Le 23 juin 2016, 51,9% des Britanniques qui ont décidé de voter  demandent le retrait de leur pays de l’Union européenne . Ce résultat n’a pas d’effet immédiat et n’est juridiquement pas contraignant , mais les citoyens ont fait leur choix, et il serait politiquement inconcevable de ne pas le respecter. Après 43 ans d’adhésion, le Royaume-Uni quittera l’Union européenne. L’accord de février conclu entre eux tombe à l’eau.

David Cameron, après avoir perdu son pari d’un référendum qui viendrait attiser les courants eurosceptiques, annonce sa prochaine démission . C’est ainsi que le 13 juillet 2016, Theresa May, ministre de l’Intérieur – eurosceptique qui a finalement décidé de rejoindre la campagne pro-UE – est investie Première Ministre par la reine Elisabeth II. Alors qu’elle disputait la succession de Cameron avec Andrea Leadson, cette dernière s’est retirée avant que n’ait lieu l’élection, la laissant seule éligible. Dès son investiture, Theresa May a immédiatement précisé qu’un deuxième référendum ne serait pas organisé . Et le 29 mars 2017, elle envoie la lettre de notification du déclenchement de l’article 50 du Traité sur l’Union européenne à Donald Tusk, président du Conseil européen, comme le requiert le paragraphe 2 de cet article .

Afin de bénéficier d’un mandat solide sur lequel il serait bon de s’appuyer pour entamer les négociations, Theresa May organise des élections législatives anticipées le 8 juin 2017. Cela lui vaut la perte de sa majorité au Parlement. C’est donc affaiblie, tout compte fait, qu’elle entamera les négociations .

L’article 50 du Traité sur l’Union européenne et le début des négociations

La notification adressée par Theresa May au Conseil européen est la première étape de la procédure de retrait par décision unilatérale d’un Etat. Cette procédure est une innovation importante du Traité sur l’Union européenne qui marque la reconnaissance de la souveraineté des Etats quant à leur maintien au sein de l’Union européenne, association d’Etats volontaire . Le déclenchement de l’article 50 ouvre une période initiale de deux ans durant laquelle devront se tenir les négociations relatives aux modalités de sortie du Royaume-Uni, avec prise en compte de ses futures relations avec l’Union . Si aucun accord n’a été conclu à l’issue de cette période de deux ans, éventuellement prolongée par accord unanime , le Royaume-Uni cessera automatiquement d’être un Etat membre, brisant alors tous les liens construits entre les deux parties. Cette situation qui porterait avant tout préjudice au Royaume-Uni, n’est pas non plus souhaitable pour l’Union .
....
[Consignes]:
1. Résumez en deux phrases le texte sur la sortie du Royaume-Uni de l'Union européenne.
2. Poursuivez le texte sur la sortie du Royaume-Uni de l'Union européenne à partir de sa dernière phrase.
Les données qui viennent ensuite sont un contenu à part, sans lien avec le texte sur la sortie du Royaume-Uni de l'Union européenne.

[Extraits de données]:
....
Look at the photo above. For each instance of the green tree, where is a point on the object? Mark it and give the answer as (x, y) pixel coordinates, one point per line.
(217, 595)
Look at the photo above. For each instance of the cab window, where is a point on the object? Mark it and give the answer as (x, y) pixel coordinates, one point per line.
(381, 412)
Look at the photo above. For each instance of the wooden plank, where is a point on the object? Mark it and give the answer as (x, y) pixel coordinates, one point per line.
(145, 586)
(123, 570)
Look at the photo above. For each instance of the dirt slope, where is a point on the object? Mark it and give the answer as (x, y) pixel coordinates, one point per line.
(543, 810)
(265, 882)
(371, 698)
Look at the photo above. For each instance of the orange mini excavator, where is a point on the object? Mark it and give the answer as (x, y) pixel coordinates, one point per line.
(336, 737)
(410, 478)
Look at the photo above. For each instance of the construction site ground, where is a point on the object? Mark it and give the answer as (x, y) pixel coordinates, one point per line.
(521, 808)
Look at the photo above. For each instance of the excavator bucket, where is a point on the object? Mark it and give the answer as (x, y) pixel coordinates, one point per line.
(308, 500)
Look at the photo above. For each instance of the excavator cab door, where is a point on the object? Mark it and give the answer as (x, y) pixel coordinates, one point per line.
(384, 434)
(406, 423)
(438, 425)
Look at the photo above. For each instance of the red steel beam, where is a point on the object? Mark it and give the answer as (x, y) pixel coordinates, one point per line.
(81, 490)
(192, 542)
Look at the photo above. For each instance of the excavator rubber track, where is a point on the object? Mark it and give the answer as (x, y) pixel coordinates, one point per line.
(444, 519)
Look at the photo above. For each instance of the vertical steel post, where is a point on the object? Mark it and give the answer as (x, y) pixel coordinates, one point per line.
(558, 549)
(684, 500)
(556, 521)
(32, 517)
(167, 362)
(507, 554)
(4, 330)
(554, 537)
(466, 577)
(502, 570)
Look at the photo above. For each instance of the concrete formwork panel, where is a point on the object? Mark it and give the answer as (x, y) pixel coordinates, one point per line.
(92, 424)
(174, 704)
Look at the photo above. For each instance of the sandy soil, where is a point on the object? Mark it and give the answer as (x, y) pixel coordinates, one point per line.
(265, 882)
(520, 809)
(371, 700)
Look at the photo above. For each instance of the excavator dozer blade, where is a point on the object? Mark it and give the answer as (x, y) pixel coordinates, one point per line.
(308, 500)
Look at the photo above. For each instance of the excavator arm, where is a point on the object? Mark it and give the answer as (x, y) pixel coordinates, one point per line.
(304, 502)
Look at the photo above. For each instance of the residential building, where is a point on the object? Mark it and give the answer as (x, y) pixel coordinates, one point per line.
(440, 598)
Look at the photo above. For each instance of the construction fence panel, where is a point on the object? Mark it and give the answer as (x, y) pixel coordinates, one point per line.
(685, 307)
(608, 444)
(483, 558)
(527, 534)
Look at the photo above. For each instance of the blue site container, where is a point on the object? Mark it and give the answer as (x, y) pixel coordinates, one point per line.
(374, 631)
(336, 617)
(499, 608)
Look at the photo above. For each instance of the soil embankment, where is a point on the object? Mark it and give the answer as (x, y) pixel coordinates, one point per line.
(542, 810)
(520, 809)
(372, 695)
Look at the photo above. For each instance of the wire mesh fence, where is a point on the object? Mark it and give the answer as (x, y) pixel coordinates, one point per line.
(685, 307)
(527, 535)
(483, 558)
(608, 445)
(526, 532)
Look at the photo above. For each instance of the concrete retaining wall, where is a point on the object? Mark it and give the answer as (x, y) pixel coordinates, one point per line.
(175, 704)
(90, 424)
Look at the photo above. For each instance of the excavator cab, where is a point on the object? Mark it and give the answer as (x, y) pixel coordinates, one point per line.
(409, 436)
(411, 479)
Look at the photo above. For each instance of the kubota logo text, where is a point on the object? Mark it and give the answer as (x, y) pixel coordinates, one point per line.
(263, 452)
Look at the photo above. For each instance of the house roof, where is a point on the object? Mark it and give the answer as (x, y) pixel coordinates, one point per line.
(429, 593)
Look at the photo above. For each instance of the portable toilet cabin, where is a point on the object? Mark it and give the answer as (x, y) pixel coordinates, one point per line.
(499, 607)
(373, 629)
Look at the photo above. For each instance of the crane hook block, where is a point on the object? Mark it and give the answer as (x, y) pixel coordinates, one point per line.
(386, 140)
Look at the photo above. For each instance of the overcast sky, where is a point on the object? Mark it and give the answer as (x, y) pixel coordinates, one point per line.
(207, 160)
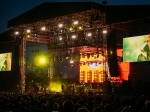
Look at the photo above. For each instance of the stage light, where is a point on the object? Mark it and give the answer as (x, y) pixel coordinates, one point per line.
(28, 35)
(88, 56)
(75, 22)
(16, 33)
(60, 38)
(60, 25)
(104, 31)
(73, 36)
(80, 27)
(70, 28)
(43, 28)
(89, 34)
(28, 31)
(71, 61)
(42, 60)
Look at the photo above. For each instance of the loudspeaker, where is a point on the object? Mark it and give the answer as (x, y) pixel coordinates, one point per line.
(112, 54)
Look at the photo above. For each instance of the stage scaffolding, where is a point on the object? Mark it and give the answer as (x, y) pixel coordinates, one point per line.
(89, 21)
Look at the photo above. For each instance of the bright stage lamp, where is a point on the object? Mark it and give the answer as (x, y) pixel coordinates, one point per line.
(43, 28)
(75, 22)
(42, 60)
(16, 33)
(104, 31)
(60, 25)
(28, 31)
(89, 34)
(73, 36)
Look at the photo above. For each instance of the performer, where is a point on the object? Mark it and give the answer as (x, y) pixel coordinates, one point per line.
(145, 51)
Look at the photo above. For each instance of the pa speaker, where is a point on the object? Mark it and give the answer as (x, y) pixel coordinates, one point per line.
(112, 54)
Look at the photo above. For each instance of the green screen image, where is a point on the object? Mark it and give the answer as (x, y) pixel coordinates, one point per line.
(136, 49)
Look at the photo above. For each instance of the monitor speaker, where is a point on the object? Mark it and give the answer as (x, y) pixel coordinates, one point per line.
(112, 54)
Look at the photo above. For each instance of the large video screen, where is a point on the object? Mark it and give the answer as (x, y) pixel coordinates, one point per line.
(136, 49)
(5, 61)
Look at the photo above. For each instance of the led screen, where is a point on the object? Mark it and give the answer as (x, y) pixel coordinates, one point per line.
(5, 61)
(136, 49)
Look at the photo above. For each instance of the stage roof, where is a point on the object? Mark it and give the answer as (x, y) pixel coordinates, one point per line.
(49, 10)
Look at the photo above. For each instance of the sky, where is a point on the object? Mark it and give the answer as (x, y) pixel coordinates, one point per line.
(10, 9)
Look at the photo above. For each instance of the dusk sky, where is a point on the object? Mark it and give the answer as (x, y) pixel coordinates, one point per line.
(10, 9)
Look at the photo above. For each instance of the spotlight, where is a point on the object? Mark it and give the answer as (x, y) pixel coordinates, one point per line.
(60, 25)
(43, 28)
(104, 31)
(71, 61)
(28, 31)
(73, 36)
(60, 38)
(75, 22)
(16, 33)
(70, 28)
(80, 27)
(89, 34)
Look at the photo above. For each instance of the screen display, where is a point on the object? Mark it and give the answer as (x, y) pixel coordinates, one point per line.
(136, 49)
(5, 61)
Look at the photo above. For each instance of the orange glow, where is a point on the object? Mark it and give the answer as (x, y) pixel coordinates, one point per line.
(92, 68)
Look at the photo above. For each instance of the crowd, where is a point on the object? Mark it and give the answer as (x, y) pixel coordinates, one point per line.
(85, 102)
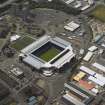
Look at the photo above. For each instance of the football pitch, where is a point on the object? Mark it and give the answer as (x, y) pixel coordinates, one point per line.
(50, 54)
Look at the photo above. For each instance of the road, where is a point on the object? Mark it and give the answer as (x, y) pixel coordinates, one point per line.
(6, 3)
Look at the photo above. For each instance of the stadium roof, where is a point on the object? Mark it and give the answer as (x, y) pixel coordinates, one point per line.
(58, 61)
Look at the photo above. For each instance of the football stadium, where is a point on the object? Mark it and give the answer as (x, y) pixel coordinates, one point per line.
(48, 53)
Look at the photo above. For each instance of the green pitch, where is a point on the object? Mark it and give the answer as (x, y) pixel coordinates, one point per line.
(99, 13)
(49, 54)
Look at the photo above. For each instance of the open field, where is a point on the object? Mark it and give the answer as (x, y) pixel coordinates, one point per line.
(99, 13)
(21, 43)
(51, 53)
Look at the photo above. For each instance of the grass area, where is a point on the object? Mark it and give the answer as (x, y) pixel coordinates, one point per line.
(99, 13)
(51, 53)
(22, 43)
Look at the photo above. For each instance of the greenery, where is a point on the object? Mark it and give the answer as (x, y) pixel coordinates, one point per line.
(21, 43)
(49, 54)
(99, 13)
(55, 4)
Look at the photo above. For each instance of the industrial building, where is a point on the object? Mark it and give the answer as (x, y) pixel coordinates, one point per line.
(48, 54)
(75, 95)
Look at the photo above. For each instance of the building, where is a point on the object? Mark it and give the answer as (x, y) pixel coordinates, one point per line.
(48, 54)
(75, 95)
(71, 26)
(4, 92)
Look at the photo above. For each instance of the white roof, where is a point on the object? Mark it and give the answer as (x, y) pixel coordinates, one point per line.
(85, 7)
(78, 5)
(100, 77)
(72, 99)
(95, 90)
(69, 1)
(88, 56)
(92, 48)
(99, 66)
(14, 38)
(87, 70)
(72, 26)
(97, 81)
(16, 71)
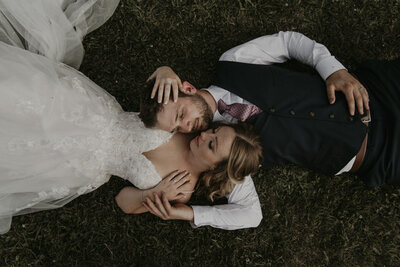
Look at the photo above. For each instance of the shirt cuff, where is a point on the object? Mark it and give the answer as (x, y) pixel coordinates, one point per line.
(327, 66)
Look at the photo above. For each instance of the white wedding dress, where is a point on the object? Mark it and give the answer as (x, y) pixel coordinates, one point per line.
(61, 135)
....
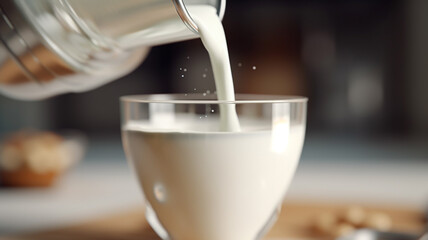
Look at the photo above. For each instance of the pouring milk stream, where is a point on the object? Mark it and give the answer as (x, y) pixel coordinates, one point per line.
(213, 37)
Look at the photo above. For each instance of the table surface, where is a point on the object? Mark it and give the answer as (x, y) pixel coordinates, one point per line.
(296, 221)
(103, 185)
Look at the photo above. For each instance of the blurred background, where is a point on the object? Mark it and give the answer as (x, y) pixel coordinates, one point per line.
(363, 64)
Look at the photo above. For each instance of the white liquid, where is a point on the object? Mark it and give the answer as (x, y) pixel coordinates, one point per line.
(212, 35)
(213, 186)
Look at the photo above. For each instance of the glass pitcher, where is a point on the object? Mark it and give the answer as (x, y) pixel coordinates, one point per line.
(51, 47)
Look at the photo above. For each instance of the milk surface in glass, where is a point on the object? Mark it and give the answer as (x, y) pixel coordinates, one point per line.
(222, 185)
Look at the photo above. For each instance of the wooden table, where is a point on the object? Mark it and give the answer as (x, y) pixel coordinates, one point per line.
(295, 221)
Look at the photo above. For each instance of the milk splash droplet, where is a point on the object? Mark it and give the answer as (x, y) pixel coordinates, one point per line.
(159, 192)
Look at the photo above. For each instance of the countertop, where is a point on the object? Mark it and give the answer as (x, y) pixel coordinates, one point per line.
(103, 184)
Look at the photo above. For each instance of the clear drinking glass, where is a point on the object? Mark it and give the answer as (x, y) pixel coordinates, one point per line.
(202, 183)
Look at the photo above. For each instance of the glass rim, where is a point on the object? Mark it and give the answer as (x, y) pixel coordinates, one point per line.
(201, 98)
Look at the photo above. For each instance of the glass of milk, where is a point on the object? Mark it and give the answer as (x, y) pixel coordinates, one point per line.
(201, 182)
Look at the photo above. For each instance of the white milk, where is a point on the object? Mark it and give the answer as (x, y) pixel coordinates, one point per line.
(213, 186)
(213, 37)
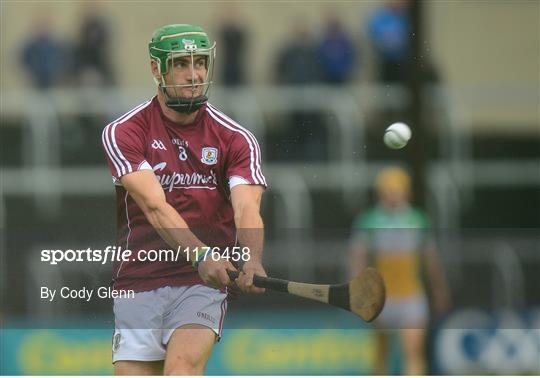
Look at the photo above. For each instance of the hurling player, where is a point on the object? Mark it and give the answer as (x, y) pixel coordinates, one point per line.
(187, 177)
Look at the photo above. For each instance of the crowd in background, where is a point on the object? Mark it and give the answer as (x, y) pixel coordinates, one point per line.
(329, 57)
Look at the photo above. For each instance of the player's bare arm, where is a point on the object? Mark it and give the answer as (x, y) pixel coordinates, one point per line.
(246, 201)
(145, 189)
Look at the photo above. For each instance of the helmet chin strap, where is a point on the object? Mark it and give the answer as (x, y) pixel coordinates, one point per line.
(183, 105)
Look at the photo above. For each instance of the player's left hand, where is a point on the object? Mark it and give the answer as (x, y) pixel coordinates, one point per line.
....
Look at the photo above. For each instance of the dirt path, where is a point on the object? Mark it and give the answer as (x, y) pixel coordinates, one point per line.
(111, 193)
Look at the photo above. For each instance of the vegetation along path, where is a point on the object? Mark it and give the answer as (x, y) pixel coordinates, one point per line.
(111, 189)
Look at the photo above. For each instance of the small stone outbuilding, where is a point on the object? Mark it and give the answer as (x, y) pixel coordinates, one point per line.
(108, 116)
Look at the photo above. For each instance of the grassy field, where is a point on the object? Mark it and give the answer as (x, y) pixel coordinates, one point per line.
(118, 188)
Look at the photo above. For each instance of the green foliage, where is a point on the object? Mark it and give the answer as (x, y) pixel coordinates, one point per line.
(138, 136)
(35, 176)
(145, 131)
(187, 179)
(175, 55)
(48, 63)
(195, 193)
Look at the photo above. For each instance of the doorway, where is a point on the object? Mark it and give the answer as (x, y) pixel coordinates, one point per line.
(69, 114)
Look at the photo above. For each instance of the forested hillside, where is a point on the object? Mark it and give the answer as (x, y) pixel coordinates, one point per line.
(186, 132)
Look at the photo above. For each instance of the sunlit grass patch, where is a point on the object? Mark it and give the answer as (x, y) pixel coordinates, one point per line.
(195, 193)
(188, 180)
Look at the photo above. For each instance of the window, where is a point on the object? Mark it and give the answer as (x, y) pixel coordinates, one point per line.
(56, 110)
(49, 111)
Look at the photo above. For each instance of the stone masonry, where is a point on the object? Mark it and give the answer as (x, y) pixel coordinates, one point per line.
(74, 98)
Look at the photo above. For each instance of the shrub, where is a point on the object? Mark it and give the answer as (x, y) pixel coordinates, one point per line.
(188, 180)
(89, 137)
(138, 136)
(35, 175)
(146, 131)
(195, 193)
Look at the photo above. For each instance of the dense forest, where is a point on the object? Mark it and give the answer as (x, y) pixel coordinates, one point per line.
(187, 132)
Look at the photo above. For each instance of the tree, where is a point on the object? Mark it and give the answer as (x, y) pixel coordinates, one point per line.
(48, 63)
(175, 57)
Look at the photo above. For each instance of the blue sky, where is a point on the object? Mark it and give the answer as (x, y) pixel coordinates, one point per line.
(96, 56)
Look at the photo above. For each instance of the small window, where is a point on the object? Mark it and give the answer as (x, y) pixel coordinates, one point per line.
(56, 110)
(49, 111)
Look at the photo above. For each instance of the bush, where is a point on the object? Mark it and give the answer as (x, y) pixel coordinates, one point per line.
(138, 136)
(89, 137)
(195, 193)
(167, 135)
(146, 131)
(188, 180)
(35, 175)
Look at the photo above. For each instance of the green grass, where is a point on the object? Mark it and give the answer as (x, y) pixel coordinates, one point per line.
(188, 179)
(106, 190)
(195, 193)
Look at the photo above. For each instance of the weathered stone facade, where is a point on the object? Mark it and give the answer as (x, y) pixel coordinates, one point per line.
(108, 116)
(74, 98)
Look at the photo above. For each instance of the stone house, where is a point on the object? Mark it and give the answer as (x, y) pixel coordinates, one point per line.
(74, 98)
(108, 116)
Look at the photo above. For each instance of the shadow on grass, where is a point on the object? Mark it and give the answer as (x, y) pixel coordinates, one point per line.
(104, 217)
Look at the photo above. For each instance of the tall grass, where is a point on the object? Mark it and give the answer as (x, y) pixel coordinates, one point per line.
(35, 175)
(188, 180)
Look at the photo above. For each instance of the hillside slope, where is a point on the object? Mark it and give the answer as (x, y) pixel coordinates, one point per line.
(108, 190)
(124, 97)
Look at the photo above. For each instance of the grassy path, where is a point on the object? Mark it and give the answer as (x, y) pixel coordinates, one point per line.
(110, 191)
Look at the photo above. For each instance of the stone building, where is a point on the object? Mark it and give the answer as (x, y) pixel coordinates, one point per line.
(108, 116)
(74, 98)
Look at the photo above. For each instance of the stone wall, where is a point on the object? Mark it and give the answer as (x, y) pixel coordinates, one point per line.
....
[Réponses par tâche]:
1. Le 23 juin 2016, 51,9 % des votants britanniques choisissent de quitter l'Union européenne, et David Cameron annonce alors sa démission ; Theresa May, investie Première ministre le 13 juillet 2016, envoie le 29 mars 2017 la notification qui déclenche l'article 50, puis perd sa majorité aux législatives anticipées du 8 juin 2017. Cet article ouvre deux ans de négociations sur les conditions de sortie, et sans accord à la fin de cette période, éventuellement prolongée, le Royaume-Uni cessera automatiquement d'être membre de l'Union.

2.
C’est le 19 juin 2017, à Bruxelles, qu’ont démarré les négociations, menées d’une part par Michel Barnier et d’autre part par David Davis, secrétaire d’Etat du Royaume-Uni en charge du Brexit . Trois groupes thématiques ont été formés, se chargeant respectivement des droits des citoyens, du règlement des engagements financiers du Royaume-Uni envers l’Union européenne, et de sujets subsidiaires . Ces négociations devraient prendre fin vers octobre 2018, afin de laisser le laps de temps nécessaire aux Parlements britannique et européen pour ratifier l’accord de retrait, la ratification étant prévue pour la fin mars 2019 . Ce n’est que lorsque cet accord entrera en vigueur, ou, à défaut d’un tel accord, deux ans après la notification de l’article 50, que les traités européens cesseront de s’appliquer au Royaume-Uni . En attendant, celui-ci reste tenu par les obligations et continue à bénéficier des droits découlant du statut de membre de l’Union européenne . Un accord transitoire pourra être conclu afin d’éviter une transition trop brutale .

Table des matières

Introduction
Chapitre 1. Le Brexit
Section 1. L’historique
Section 2. L’article 50 du Traité sur l’Union européenne et le début des négociations
Section 3. Comment le Royaume-Uni envisage-t-il le Brexit ?
Section 4. Comment l’Union européenne envisage-t-elle le Brexit ?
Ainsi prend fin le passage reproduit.